• **Stated goal**:
Could you return each line from the one bearing "The component shall return one point per instance of the packed" through the last line of the entries, exactly as it stands, with no pictures?
# Start of Excerpted records
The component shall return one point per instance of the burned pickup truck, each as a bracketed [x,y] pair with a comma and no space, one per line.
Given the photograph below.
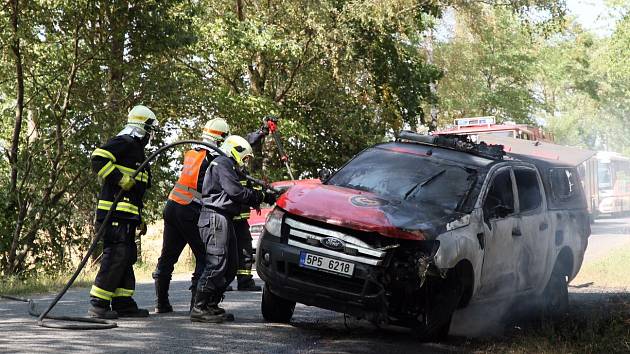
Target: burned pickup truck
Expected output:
[406,232]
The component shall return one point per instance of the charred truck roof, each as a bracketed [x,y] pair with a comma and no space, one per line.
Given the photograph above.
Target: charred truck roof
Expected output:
[407,189]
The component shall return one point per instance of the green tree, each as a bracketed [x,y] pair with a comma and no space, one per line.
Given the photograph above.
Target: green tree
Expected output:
[490,65]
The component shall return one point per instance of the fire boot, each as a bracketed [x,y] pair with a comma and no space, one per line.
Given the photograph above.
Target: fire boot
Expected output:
[127,307]
[205,308]
[162,305]
[193,293]
[227,317]
[100,309]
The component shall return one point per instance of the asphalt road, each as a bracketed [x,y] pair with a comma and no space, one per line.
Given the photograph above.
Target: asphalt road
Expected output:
[312,330]
[607,233]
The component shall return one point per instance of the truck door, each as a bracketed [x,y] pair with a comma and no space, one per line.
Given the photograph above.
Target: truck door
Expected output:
[498,273]
[532,230]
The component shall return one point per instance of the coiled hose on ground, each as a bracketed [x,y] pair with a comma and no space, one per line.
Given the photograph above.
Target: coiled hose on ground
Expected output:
[95,323]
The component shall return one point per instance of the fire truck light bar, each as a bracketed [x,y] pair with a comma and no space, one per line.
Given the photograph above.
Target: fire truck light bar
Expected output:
[468,122]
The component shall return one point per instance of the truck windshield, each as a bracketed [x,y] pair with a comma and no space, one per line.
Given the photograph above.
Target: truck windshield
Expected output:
[406,177]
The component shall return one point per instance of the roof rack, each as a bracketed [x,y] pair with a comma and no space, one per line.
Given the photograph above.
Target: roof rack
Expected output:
[454,142]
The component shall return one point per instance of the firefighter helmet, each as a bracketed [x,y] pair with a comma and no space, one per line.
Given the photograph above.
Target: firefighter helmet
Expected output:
[142,117]
[215,130]
[237,148]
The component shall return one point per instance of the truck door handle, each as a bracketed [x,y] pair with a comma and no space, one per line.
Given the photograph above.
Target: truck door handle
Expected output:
[481,239]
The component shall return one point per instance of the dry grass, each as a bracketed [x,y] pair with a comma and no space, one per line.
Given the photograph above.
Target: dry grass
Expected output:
[44,283]
[151,247]
[588,328]
[610,271]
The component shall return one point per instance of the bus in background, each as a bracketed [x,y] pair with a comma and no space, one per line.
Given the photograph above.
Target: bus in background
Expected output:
[613,174]
[487,125]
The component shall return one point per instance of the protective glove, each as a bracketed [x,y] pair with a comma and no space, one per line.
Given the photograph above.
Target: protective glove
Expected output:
[269,197]
[126,182]
[142,229]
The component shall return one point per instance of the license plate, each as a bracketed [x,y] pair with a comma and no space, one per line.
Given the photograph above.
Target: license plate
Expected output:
[326,264]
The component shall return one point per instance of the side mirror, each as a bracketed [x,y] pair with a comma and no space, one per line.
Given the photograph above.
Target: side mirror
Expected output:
[324,174]
[502,211]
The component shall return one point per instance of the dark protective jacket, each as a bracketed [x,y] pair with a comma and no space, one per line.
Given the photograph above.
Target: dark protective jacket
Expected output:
[222,190]
[120,155]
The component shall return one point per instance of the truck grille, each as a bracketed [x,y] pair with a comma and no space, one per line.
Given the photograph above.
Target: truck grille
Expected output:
[309,237]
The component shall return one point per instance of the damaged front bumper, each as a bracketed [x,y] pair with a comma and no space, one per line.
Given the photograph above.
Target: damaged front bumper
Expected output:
[361,295]
[391,289]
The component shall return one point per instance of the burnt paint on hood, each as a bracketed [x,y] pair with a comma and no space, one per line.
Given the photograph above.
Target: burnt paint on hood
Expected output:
[366,211]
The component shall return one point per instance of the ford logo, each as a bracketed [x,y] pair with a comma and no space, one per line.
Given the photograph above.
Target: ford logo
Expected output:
[332,243]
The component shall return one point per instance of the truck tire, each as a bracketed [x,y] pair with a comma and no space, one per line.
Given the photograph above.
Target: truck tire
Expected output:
[556,295]
[275,308]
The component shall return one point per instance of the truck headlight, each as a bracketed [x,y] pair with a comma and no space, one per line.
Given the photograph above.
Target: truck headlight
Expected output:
[273,225]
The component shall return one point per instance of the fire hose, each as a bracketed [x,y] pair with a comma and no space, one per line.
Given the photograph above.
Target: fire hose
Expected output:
[95,323]
[272,125]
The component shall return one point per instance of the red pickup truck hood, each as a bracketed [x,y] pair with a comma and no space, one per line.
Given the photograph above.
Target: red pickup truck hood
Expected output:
[357,210]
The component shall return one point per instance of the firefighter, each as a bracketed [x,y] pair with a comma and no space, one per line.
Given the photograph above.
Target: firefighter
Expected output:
[182,213]
[244,276]
[223,197]
[114,163]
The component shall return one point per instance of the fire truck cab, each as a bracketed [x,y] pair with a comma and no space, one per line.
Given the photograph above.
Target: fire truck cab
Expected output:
[487,125]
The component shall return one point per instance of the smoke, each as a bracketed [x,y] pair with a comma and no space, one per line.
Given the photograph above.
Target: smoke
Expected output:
[493,318]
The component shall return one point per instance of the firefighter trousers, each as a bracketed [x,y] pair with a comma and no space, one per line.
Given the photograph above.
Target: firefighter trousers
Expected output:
[180,229]
[245,252]
[115,280]
[219,239]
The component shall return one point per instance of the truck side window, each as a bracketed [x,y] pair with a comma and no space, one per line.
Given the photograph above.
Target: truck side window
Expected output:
[499,201]
[564,183]
[529,197]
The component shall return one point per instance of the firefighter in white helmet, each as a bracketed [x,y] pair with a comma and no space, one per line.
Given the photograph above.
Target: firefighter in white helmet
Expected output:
[223,196]
[114,163]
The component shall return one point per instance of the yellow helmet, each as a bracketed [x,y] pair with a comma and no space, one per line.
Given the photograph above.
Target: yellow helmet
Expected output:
[215,130]
[238,148]
[142,117]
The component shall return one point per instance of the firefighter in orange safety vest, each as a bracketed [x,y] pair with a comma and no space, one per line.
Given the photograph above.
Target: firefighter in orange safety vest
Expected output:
[182,209]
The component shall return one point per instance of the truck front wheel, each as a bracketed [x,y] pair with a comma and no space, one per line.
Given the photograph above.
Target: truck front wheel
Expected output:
[275,308]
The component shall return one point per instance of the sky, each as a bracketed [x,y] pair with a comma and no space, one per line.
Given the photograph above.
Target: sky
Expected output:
[592,14]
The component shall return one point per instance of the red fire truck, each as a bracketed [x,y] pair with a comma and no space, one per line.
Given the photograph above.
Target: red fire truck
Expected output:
[487,125]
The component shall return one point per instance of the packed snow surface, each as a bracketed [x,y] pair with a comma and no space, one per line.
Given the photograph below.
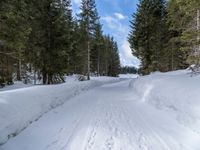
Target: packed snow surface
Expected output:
[156,112]
[20,105]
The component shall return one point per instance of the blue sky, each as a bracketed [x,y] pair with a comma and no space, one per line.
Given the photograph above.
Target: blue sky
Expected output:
[115,17]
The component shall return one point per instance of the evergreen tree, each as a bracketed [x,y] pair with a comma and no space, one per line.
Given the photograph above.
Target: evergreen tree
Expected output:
[13,37]
[147,36]
[88,20]
[50,38]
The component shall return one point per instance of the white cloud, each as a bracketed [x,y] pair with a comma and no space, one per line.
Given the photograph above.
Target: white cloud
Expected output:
[126,57]
[120,16]
[120,32]
[77,2]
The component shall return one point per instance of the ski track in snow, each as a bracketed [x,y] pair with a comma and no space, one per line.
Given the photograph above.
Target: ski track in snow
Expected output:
[110,117]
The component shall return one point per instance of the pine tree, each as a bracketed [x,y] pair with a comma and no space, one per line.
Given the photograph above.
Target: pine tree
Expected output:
[50,38]
[88,20]
[147,36]
[13,37]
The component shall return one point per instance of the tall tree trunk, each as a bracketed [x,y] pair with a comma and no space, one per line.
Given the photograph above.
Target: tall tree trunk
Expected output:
[88,69]
[19,70]
[198,37]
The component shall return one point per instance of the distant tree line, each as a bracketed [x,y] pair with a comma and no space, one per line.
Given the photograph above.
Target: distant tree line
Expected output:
# End of Excerpted records
• **Written response**:
The component shall return one point per instance of the packed snow surface, each as a bracketed [x,y] pair with a comma and no space, one per line.
Given the photograph below.
Target: packed snow surface
Expected output:
[156,112]
[20,105]
The component shall return one point per instance of the blue sky, each as a bracketed [x,y] pair with a comma and no space, one per line.
Given the photograph above.
Target: blue sky
Expected output:
[115,17]
The component shall return one point per instance of the evergreen tree, each as a bracketed [x,y] pair with a comma and no space, one per line.
Given the photograph above.
Target: evergreen tree
Expected output:
[13,37]
[147,36]
[88,20]
[50,38]
The component shall return one point per instance of the white cloud, each as a bracketed [x,y] pair with a comma and no space, one per line.
Given the photograph above.
Target: white cloud
Expected output:
[126,57]
[120,16]
[120,32]
[77,2]
The component shall return one point per instance of the ski track in snow, each as a bracketed [x,y] pair with a comma and no space, one per line.
Given the photograph above.
Target: ski track in snow
Expected output:
[110,117]
The component shall return one point per instance of the pine tree, each as a bracketed [x,y] pair with a comma and no space, one per line.
Given the photograph above.
Target: pine tree
Expected output:
[50,38]
[88,20]
[147,36]
[13,37]
The component shall return one point per instance of the tall tree trunk, each as a bracketed [x,y] pair with a comma and no space, one per line.
Given the photograph above.
Target: tall tree trunk
Expected output:
[88,69]
[19,70]
[198,37]
The component shall return one point per instance of the distant tree line, each as a bracketed [x,y] pair with a comma and no space, one per line.
Given the photograph above.
Target: distant tree line
Expected output:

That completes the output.